** EXTRAIT DU TEXTE **
▽

DÉMOSTHÈNE (384-322 av. J.-C.)
Ses idées-forces : l'amour d'Athènes et de la liberté
Au cœur de la vie et de l'œuvre de Démosthène, il y a l'amour passionné d'Athènes, non pas de la cité qu'il a sous les yeux, et dont il voit avec lucidité les faiblesses et les tares, mais d'une Athènes idéale, hors du temps, telle que celle des ancêtres, une cité d'hommes libres, capable d'affronter tous les risques plutôt que de subir la servitude. Son amour de la liberté s'exalte au souvenir des grandes heures des guerres médiques, quand les Athéniens préféraient abandonner leur ville et s'embarquer sur leurs trières plutôt que d'accepter la domination des Perses : pour les États comme pour les individus, il n'est pire mal que l'esclavage.

△

** CONSIGNES DE L'EXERCICE **
1 - Citez le texte sur Démosthène, tout ce qui va de « Ses idées-forces : l'amour » jusqu'à « mal que l'esclavage. ».
2 - Prolongez le texte sur Démosthène à partir de sa dernière phrase.

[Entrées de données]

▽

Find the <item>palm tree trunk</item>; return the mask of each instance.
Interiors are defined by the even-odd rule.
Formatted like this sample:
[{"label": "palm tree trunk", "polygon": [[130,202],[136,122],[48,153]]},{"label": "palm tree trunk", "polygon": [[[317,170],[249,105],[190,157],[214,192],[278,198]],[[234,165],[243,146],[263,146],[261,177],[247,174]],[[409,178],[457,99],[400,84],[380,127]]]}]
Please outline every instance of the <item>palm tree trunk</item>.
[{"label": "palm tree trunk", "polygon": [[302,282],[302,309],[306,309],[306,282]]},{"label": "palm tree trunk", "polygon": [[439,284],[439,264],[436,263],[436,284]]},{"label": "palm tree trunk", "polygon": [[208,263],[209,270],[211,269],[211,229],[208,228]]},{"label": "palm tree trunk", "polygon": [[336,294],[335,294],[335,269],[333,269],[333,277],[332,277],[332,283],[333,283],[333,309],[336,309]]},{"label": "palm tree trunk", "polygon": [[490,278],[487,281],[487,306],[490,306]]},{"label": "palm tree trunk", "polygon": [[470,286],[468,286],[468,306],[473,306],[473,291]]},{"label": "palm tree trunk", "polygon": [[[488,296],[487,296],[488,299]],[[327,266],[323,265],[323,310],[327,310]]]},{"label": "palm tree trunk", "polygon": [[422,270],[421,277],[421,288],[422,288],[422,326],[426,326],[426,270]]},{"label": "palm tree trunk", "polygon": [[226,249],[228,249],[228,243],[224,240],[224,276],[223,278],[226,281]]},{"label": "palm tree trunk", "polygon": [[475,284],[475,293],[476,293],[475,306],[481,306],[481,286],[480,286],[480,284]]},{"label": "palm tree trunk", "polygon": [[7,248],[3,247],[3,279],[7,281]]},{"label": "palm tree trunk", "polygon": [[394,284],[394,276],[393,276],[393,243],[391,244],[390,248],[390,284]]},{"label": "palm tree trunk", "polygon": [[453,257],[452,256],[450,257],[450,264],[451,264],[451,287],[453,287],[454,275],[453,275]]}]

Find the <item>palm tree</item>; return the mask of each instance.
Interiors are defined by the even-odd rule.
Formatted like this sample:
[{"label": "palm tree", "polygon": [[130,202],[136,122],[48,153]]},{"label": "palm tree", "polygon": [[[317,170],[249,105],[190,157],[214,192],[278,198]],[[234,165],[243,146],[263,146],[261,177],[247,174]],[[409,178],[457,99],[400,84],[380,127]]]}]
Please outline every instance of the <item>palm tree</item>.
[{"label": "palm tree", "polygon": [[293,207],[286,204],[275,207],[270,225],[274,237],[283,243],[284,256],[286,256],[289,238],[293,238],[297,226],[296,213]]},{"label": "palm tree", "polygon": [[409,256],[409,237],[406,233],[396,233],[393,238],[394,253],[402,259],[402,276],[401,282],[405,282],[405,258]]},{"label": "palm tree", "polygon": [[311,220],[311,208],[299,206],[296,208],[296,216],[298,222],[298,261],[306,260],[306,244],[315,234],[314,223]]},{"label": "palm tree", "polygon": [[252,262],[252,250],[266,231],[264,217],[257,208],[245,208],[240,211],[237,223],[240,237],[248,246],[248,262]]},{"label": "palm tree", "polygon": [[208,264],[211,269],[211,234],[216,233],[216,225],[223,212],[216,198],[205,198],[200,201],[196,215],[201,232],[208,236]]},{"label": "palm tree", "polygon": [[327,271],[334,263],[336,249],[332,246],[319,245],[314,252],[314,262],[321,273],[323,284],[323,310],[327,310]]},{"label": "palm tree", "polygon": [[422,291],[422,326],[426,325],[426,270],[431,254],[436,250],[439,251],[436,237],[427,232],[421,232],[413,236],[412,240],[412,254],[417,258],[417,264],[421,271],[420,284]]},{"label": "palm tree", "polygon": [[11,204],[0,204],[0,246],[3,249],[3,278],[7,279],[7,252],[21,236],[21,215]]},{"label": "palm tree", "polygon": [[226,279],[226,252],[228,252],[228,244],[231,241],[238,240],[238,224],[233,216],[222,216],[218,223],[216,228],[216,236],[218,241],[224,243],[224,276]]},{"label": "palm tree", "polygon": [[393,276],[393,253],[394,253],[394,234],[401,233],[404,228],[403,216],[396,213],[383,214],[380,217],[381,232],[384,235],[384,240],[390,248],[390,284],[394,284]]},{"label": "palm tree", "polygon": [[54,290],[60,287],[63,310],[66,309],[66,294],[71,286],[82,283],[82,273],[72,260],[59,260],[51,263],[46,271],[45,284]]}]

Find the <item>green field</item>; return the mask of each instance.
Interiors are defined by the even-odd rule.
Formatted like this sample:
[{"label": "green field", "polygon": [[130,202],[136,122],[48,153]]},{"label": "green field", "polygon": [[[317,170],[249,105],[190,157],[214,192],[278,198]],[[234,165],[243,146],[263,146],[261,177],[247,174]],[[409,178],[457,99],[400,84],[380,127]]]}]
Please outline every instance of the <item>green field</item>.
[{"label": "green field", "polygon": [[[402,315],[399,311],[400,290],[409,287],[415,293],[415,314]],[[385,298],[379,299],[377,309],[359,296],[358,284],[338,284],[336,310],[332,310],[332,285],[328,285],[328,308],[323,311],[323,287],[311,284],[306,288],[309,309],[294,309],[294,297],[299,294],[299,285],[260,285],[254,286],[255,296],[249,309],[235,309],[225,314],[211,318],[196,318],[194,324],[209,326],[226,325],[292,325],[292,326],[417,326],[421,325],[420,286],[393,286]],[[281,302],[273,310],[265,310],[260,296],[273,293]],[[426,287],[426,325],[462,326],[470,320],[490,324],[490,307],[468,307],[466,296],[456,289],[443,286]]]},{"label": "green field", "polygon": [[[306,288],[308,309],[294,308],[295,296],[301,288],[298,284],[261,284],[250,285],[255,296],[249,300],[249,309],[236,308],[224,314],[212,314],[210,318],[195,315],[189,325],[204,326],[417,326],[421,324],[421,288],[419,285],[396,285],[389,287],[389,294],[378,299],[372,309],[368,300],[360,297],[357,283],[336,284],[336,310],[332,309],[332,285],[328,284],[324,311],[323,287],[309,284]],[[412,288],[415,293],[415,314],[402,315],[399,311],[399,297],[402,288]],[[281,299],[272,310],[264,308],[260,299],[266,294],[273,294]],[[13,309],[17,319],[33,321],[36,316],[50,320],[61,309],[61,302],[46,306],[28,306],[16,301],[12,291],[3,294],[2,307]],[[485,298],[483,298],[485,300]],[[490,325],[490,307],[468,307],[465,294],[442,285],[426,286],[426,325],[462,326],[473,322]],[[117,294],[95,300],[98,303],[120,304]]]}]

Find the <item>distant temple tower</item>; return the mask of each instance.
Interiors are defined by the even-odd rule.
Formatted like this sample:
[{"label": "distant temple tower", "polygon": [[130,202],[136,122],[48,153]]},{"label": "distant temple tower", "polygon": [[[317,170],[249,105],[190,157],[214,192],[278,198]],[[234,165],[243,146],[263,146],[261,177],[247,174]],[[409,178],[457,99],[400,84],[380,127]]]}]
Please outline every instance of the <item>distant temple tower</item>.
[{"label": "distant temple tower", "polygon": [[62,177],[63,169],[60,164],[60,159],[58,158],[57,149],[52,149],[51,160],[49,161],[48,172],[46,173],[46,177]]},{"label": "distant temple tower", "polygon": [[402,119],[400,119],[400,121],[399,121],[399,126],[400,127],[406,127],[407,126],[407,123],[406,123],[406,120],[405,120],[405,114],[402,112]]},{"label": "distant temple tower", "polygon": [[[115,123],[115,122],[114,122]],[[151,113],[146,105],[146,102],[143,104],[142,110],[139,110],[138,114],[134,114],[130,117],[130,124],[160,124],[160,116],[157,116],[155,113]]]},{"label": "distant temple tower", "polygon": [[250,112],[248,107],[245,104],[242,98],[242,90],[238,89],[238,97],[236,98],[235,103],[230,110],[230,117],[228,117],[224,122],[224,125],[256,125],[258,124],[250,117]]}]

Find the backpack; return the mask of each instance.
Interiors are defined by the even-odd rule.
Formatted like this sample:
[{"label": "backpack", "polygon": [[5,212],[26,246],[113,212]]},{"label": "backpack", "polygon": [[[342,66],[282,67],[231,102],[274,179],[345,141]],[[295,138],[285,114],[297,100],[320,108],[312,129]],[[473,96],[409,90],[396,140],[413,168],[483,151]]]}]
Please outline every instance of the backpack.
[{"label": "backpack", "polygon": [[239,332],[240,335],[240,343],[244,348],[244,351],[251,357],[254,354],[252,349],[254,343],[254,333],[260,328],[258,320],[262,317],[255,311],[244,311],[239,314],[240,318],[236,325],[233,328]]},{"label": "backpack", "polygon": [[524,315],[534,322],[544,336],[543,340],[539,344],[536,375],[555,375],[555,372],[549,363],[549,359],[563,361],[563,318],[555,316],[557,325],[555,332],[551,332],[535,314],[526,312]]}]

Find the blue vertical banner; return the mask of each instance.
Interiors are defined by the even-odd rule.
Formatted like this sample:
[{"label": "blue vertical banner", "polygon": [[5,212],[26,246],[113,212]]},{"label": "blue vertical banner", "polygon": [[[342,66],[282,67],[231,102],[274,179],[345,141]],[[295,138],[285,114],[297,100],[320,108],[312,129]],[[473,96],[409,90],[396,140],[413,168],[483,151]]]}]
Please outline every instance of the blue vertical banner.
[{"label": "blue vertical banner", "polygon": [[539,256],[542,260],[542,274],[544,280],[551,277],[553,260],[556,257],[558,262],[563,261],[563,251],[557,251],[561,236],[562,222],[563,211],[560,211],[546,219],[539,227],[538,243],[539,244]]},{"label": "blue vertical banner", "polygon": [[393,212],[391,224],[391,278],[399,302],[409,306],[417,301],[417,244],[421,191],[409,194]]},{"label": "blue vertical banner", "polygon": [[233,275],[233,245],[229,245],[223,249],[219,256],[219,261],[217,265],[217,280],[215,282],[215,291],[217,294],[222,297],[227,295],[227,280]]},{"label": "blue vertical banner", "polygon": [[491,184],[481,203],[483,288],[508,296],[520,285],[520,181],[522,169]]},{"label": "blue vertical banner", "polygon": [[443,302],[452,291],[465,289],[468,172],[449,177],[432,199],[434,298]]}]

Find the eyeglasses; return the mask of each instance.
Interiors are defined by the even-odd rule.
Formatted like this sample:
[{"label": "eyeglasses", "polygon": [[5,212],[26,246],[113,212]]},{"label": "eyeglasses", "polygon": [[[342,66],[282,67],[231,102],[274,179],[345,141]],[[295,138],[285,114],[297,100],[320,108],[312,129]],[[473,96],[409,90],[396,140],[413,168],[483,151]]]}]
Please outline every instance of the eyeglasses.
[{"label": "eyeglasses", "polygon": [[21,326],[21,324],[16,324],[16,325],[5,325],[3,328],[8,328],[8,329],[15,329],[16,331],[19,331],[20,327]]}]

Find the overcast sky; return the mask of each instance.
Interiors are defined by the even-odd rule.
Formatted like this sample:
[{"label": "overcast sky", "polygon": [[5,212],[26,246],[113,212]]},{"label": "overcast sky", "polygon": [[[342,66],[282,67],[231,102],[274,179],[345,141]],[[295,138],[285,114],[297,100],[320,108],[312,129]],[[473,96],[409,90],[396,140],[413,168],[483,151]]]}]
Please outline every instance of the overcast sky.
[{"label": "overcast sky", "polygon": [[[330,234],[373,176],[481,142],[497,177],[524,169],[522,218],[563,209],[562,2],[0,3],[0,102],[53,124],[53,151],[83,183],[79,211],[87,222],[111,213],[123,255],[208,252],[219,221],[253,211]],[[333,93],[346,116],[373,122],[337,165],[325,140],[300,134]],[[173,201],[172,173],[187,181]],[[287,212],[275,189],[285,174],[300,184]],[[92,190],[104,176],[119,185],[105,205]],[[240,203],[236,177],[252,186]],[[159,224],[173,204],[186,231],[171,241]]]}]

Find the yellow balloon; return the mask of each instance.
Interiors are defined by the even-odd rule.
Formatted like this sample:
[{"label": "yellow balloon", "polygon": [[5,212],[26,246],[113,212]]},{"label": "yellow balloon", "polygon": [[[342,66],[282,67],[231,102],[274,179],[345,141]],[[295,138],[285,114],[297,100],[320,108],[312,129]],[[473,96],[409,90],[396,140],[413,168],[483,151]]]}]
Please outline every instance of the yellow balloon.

△

** RÉPONSES PAR CONSIGNE **
1 -
Ses idées-forces : l'amour d'Athènes et de la liberté
Au cœur de la vie et de l'œuvre de Démosthène, il y a l'amour passionné d'Athènes, non pas de la cité qu'il a sous les yeux, et dont il voit avec lucidité les faiblesses et les tares, mais d'une Athènes idéale, hors du temps, telle que celle des ancêtres, une cité d'hommes libres, capable d'affronter tous les risques plutôt que de subir la servitude. Son amour de la liberté s'exalte au souvenir des grandes heures des guerres médiques, quand les Athéniens préféraient abandonner leur ville et s'embarquer sur leurs trières plutôt que d'accepter la domination des Perses : pour les États comme pour les individus, il n'est pire mal que l'esclavage.

2 -
La mission d'Athènes
Grâce à leur courage, à leur abnégation, les Athéniens du passé ont sauvé la Grèce : voilà le rôle que Démosthène voudrait faire jouer à ses contemporains. Mettre sa force au service du droit et de la liberté, c'est le devoir d'une cité puissante, c'est ce que fit Athènes autrefois. Démosthène oublie – ou ne rappelle qu'avec discrétion – les excès de son impérialisme, et la catastrophe à laquelle aboutit sa volonté de puissance. Il ne retient que la radieuse vision du temps où elle conduisait la lutte contre les Barbares. Ce n'est d'ailleurs pas pour en tirer une vaine gloriole, mais pour en dégager une très haute leçon : les fils doivent être dignes de leurs pères, une cité glorieuse n'a pas le droit de démériter. Être au service des plus faibles, leur montrer l'exemple et les défendre, tel est le « privilège » que les ancêtres ont légué à leurs descendants.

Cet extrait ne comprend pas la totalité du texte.